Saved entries

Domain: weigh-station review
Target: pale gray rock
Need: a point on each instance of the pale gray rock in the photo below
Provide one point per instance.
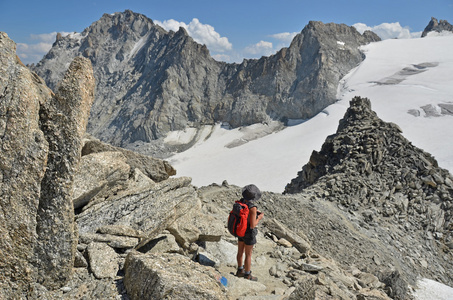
(80, 261)
(196, 226)
(23, 159)
(103, 260)
(150, 210)
(156, 169)
(172, 276)
(299, 241)
(121, 231)
(223, 252)
(114, 241)
(163, 243)
(63, 121)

### WHAT YOU HAVE TO DO:
Word for word, give again the lines from the line with "Target: pale gray rock" through the end of the records above, with both ends included and the pictures left out.

### ANSWER TO THIS TASK:
Target: pale gray rock
Need: a point on each instance of the pale gray rock in the photo below
Provide one point per instance.
(80, 261)
(196, 226)
(23, 159)
(103, 260)
(150, 210)
(156, 169)
(172, 276)
(299, 241)
(121, 231)
(223, 252)
(114, 241)
(163, 243)
(63, 121)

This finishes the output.